===== SUPPLIED INFORMATION

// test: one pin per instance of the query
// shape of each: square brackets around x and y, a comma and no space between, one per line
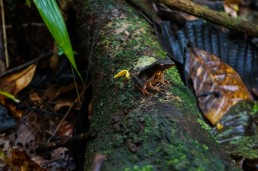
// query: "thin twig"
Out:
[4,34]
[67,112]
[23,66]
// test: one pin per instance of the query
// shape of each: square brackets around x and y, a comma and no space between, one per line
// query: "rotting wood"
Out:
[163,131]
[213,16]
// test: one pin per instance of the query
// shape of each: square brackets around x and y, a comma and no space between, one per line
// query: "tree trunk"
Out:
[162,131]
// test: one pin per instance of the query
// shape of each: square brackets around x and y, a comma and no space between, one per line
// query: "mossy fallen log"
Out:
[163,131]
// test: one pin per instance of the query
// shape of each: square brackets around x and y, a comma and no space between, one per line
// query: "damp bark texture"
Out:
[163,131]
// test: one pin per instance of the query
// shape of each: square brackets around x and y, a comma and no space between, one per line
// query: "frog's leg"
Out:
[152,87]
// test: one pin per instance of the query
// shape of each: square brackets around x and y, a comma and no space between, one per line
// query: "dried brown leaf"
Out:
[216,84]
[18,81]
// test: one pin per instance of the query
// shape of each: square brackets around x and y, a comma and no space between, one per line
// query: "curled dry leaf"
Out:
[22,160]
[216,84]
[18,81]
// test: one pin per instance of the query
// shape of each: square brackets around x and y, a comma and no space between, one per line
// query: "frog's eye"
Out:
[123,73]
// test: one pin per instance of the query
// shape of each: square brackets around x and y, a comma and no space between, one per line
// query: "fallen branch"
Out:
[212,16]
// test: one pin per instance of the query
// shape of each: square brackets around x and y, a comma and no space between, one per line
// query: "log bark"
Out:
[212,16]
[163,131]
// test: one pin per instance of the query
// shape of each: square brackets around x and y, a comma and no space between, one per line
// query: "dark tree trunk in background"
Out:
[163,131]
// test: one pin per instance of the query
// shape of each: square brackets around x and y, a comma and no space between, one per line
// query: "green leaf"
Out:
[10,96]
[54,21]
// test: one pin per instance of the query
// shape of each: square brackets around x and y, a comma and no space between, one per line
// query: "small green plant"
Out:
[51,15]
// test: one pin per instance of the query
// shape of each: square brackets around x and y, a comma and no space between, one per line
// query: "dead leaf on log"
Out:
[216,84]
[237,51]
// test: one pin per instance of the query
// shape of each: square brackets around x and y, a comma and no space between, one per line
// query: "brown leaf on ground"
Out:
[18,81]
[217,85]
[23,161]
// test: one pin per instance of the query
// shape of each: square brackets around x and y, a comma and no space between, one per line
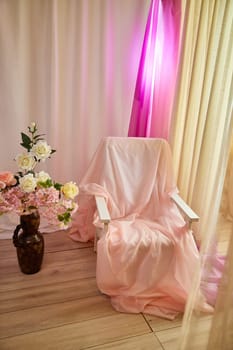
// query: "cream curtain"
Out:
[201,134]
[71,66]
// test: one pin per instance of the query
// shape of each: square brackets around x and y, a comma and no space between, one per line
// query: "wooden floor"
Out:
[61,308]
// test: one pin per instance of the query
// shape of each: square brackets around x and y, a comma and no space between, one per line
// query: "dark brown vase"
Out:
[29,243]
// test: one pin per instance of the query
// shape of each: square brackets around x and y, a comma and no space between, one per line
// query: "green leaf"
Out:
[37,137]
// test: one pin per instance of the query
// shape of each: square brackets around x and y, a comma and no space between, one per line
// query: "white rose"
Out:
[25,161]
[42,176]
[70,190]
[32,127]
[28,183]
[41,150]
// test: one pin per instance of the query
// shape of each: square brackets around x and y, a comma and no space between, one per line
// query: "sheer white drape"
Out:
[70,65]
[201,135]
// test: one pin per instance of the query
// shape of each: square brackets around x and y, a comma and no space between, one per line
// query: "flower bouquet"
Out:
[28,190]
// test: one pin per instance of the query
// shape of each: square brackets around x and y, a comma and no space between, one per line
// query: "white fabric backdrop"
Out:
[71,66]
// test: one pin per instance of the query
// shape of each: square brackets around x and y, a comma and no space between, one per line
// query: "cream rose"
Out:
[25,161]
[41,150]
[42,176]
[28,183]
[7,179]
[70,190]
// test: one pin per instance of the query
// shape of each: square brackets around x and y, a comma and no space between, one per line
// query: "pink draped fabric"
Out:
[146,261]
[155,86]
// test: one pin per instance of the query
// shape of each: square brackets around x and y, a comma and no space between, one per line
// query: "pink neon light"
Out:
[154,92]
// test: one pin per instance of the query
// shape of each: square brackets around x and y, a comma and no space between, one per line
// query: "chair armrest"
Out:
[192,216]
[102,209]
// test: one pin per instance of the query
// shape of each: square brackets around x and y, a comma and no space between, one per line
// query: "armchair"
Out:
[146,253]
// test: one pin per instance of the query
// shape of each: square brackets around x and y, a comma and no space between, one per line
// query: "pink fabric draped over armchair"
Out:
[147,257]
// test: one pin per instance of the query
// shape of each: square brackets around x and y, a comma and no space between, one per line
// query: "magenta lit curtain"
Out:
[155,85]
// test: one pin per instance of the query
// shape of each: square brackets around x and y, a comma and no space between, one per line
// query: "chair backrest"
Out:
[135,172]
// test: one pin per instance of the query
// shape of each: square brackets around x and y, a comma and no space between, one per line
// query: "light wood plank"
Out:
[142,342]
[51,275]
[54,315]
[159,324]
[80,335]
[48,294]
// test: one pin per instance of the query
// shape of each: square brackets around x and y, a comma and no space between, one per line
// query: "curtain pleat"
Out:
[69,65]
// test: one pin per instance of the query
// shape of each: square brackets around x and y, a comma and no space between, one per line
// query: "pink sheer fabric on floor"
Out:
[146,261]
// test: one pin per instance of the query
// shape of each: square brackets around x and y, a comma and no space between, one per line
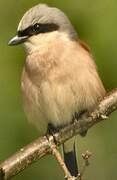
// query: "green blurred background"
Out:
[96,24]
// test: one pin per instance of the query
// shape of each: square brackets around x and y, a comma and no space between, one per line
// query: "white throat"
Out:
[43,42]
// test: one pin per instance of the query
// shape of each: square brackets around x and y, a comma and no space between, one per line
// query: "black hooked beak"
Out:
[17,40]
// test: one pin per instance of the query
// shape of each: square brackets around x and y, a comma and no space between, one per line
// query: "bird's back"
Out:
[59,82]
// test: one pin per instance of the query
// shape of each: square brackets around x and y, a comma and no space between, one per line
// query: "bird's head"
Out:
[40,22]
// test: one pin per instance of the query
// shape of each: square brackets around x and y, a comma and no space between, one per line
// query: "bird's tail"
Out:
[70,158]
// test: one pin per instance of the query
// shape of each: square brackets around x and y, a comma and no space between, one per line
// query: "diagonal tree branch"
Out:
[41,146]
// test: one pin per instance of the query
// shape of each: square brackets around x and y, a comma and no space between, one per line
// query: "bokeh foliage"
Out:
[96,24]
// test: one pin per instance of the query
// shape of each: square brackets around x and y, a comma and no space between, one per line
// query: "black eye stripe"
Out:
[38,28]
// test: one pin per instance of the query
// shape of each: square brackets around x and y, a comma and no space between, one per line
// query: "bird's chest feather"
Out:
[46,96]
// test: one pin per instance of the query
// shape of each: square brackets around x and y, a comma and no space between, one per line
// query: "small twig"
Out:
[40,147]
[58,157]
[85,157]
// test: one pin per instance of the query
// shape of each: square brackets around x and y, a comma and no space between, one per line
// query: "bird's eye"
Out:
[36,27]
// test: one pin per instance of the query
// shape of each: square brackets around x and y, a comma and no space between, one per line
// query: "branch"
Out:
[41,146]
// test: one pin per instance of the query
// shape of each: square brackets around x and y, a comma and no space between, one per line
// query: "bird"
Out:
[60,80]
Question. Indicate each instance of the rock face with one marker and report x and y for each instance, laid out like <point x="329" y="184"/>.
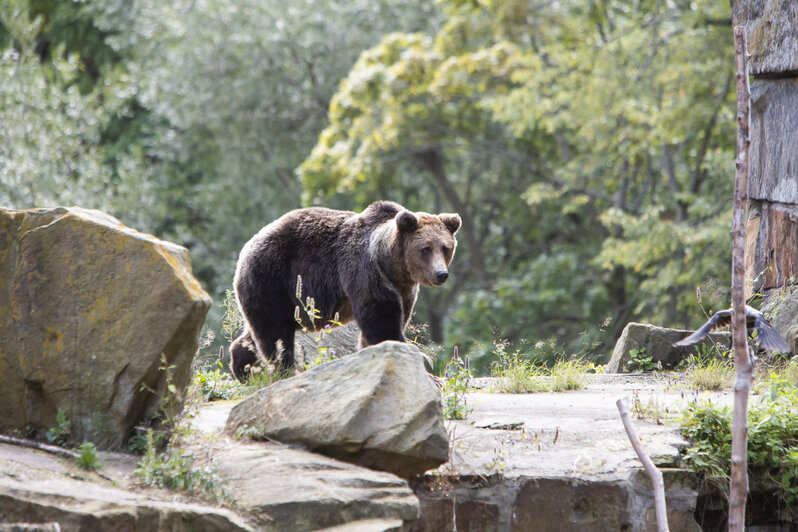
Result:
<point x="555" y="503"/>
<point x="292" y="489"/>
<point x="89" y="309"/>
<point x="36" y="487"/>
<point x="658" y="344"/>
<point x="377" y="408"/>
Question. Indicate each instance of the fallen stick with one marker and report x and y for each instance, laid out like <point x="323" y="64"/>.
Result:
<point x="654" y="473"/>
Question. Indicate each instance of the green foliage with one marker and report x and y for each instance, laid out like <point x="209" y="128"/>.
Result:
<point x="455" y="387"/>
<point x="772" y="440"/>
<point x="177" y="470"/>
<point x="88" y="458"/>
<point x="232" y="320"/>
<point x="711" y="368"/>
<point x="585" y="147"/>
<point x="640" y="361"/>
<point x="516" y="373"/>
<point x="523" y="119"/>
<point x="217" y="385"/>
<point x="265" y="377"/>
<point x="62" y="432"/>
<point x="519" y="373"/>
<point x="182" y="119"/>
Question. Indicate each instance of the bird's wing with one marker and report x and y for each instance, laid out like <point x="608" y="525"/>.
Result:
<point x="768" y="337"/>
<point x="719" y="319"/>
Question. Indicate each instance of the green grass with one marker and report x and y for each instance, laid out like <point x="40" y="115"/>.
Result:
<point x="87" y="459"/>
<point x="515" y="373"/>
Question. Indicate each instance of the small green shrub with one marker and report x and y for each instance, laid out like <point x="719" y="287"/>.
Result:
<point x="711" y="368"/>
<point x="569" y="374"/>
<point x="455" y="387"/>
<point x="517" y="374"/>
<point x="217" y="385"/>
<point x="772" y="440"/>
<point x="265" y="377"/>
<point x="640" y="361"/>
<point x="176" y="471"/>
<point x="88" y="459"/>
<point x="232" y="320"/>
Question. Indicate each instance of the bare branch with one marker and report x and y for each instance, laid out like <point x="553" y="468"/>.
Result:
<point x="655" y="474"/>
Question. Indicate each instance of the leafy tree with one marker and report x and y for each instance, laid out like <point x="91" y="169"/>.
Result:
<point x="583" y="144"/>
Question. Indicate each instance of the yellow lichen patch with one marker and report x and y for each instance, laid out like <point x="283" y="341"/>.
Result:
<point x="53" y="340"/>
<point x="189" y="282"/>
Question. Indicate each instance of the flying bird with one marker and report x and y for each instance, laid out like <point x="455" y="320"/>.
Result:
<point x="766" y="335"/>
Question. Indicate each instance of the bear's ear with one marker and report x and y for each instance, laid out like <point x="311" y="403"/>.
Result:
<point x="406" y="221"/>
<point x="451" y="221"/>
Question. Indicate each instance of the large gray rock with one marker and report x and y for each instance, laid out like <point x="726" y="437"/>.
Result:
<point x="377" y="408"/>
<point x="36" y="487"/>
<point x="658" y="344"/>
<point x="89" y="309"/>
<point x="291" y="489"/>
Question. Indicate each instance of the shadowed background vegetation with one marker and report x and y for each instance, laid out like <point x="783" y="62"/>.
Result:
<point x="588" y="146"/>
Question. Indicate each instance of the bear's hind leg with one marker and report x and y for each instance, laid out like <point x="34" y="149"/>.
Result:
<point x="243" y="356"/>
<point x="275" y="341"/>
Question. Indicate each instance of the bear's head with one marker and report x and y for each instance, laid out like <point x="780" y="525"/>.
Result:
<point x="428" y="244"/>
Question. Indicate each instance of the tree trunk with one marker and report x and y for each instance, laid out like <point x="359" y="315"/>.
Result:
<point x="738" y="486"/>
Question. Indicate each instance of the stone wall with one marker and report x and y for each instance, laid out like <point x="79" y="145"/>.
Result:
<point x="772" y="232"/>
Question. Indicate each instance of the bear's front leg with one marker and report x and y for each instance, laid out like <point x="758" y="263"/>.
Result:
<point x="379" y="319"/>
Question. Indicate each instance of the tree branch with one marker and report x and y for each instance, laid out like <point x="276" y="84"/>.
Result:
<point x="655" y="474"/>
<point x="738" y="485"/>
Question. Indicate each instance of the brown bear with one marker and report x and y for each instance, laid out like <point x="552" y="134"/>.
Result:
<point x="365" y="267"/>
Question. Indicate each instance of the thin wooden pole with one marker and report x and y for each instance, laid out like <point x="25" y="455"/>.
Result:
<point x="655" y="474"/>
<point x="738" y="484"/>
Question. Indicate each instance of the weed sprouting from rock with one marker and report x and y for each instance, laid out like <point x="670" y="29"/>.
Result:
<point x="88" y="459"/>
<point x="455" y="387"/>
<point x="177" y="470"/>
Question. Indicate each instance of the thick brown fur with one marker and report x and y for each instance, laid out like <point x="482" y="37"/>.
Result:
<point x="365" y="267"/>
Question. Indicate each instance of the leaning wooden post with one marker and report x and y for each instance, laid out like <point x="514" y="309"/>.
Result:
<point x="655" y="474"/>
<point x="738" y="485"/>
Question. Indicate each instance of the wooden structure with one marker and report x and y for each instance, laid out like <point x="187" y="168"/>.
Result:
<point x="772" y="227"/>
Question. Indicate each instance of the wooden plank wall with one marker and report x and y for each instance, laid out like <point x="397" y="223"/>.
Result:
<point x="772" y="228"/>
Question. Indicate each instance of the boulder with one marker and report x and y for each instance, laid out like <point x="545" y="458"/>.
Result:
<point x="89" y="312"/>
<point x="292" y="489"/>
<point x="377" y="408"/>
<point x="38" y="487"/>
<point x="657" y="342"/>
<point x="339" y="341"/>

==========

→ WHAT TO PRODUCE: Rewrite the material from the line that contains "Question. Indicate each instance of the thick" through its final line, putting "timber" in place of every "wooden" and leaving all else unchanged.

→ FINISHED TASK:
Question. Indicate each instance of the thick brown fur with one marker and report x and y for each instance, laid out like <point x="482" y="37"/>.
Result:
<point x="365" y="267"/>
Question. Indicate each instance of the leaning timber post with one marker and report x and y for each instance, laid out like <point x="514" y="309"/>.
Result:
<point x="655" y="474"/>
<point x="738" y="485"/>
Question. Indicate each instance of the timber structure with one marker and report x and y for each instance, laid out like <point x="187" y="168"/>.
Result:
<point x="772" y="227"/>
Question. Indicate each instance of the timber plank wall with one marker and report x and y for each instance, laid out like <point x="397" y="223"/>.
Result:
<point x="772" y="228"/>
Question. Indicate each instance of the boulder with one marker and report x and y for each instance, laid out like <point x="545" y="458"/>.
Result:
<point x="89" y="312"/>
<point x="292" y="489"/>
<point x="377" y="408"/>
<point x="38" y="487"/>
<point x="657" y="342"/>
<point x="339" y="341"/>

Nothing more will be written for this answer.